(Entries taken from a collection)
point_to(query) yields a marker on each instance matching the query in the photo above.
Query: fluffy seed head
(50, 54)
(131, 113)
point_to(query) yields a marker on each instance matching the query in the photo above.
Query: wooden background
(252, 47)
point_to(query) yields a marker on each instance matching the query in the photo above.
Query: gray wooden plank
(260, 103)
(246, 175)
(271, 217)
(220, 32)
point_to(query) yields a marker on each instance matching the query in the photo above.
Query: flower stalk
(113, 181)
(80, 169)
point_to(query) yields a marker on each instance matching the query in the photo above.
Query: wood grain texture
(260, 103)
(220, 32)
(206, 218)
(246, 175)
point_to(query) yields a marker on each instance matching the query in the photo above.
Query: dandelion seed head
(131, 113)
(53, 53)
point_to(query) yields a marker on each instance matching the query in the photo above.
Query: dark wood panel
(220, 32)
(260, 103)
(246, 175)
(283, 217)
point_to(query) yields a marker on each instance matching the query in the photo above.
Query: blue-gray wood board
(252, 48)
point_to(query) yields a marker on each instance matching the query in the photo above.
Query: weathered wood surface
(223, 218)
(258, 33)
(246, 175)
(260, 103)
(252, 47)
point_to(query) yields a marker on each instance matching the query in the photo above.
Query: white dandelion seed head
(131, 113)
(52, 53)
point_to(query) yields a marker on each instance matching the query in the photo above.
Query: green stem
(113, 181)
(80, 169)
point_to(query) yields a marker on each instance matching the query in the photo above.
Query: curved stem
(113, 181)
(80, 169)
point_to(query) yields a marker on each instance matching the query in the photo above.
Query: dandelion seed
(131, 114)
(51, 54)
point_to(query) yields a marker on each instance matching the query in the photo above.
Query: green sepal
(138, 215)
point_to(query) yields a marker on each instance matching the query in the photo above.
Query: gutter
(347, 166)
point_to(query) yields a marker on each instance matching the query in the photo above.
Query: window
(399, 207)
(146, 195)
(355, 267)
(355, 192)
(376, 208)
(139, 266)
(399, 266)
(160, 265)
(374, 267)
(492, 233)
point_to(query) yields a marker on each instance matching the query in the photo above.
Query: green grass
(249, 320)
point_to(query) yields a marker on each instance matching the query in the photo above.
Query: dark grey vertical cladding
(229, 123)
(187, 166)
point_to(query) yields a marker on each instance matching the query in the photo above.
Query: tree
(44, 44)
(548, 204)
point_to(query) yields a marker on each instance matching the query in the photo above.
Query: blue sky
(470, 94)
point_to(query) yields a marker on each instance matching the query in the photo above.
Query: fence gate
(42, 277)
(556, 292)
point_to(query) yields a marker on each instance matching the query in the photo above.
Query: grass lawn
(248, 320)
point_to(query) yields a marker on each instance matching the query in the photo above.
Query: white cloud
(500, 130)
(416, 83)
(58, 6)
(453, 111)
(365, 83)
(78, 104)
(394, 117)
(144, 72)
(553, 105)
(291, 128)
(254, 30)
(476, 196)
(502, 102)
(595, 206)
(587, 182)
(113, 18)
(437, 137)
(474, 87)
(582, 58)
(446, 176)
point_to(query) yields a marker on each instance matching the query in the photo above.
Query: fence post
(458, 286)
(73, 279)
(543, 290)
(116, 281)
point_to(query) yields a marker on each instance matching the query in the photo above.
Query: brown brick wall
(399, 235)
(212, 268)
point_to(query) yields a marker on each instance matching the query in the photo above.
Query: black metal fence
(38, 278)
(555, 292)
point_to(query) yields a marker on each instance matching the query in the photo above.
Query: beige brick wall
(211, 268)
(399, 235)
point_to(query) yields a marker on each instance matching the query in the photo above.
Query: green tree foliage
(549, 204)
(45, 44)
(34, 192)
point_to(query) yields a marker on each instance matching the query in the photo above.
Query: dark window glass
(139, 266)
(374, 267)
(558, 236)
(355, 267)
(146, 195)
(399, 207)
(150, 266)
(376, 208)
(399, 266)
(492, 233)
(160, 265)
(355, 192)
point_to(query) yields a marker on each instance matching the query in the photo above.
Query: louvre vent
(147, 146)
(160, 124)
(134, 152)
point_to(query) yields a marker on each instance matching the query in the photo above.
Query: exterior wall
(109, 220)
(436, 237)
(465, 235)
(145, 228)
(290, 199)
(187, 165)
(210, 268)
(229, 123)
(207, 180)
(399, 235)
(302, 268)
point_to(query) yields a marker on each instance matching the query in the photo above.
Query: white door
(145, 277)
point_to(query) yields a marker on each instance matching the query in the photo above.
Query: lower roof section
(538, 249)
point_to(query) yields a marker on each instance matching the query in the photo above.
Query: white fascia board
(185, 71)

Prompt:
Every line of the material must be returned exactly as it appears.

Written solution:
point_to(query) yields a marker on each instance matching the query in the photo above.
Query: fluffy seed head
(50, 54)
(131, 113)
point_to(query) yields a marker on each instance matching the query in the photo above.
Query: wooden background
(252, 47)
point_to(query) yields a marker on each instance matching the query in the photo above.
Query: gray wooden plank
(260, 103)
(246, 175)
(271, 217)
(220, 32)
point_to(query) yields a marker on each instance matching the query in the photo above.
Query: flower stalk
(113, 181)
(80, 169)
point_to(query) yields a marker on each instance matching the query in the photo above.
Query: wood grain texture
(260, 103)
(220, 32)
(206, 218)
(246, 175)
point_to(query) yields a marker on each instance matching the query in the photo above.
Query: dandelion seed head
(131, 113)
(53, 53)
point_to(query) yields a marker on each instance matching the query in the photo above.
Query: dark wood panel
(220, 32)
(260, 103)
(246, 175)
(283, 217)
point_to(query) yields a marker on each instance matching the query in the photo above.
Query: blue-gray wood board
(252, 48)
point_to(query) yields a marker on each instance matching the query in the photo above.
Query: weathered wood surface
(223, 218)
(258, 33)
(246, 175)
(260, 103)
(252, 47)
point_to(query) yields a marker on each instance matching the query in the photo above.
Query: white dandelion seed head
(131, 113)
(52, 53)
point_to(query) yields a marker on each instance matching the query in the photo above.
Query: green stem
(113, 181)
(80, 169)
point_to(query) yields a marker on each instance matching the query in the photo above.
Query: curved stem
(113, 181)
(80, 169)
point_to(query) yields a marker on each instance matching the query in the photo above.
Query: dandelion seed
(131, 114)
(51, 54)
point_to(query) yields a marker on each instance matching the query in the photo above.
Query: green sepal
(138, 215)
point_to(query) yields a marker on each instance matching the query in the photo above.
Query: gutter
(347, 166)
point_to(query) yields a marker on each instance matching the query in the photo above.
Query: window
(399, 207)
(146, 195)
(355, 267)
(355, 192)
(376, 208)
(139, 266)
(399, 266)
(160, 265)
(374, 267)
(492, 233)
point_to(query) yields a marker on each instance matching the query in the photo above.
Query: green grass
(249, 320)
point_to(query) yields a marker on each instance matching the query in the photo above.
Query: dark grey vertical cladding
(229, 123)
(187, 166)
point_to(query) yields a marker on each instance matching the query in the photo above.
Query: tree
(44, 44)
(548, 204)
point_to(query) yields a marker on each instance matching the query in the photo above.
Query: blue sky
(470, 94)
point_to(query) yields a marker on each instance matching the query in the photo above.
Query: fence gate
(42, 277)
(556, 292)
point_to(query) yields a marker on each instance matching the query in the photo above.
Query: grass lawn
(248, 320)
point_to(query) yields a marker on each instance matching the query in the photo above.
Query: white cloud
(500, 130)
(416, 83)
(58, 6)
(453, 111)
(365, 83)
(78, 104)
(394, 117)
(144, 72)
(553, 105)
(291, 128)
(254, 30)
(476, 196)
(502, 102)
(595, 206)
(587, 182)
(113, 18)
(437, 137)
(474, 87)
(582, 58)
(446, 176)
point_to(query) yields a marker on each instance matching the query in the photo above.
Query: fence post
(458, 286)
(73, 279)
(543, 290)
(116, 281)
point_to(query) yields a marker on each instance matching the query in the photo above.
Query: brown brick wall
(399, 235)
(212, 268)
point_to(query) yields a marker on each instance matching the query in the photo above.
Query: black metal fence
(38, 278)
(555, 292)
point_to(query) yields a marker on each instance matching the query in the photo above.
Query: beige brick wall
(211, 268)
(399, 235)
point_to(query) yields a marker on each instance matching the query in the photo above.
Query: green tree foliage
(549, 204)
(45, 44)
(34, 192)
point_to(query) yields a marker on each instance matching the query in the photo above.
Query: dark window glass
(139, 266)
(374, 267)
(558, 236)
(355, 267)
(146, 195)
(399, 207)
(150, 266)
(376, 208)
(399, 266)
(492, 233)
(160, 265)
(355, 192)
point_to(query) yields a marker on each instance matching the query in the photo above.
Query: louvre vent
(147, 146)
(160, 124)
(134, 152)
point_to(query) yields a marker on each instance matching the query in the photo above.
Query: exterior wall
(109, 220)
(436, 237)
(465, 235)
(145, 228)
(290, 199)
(187, 165)
(210, 268)
(229, 123)
(207, 180)
(399, 235)
(302, 268)
point_to(query) yields a marker on each instance matching the query in the photo above.
Query: white door
(145, 277)
point_to(query) yields a marker on each instance matching the query in the photo above.
Query: lower roof section
(538, 249)
point_to(query) yields a marker on each instance matching the query in the photo above.
Query: white fascia board
(185, 71)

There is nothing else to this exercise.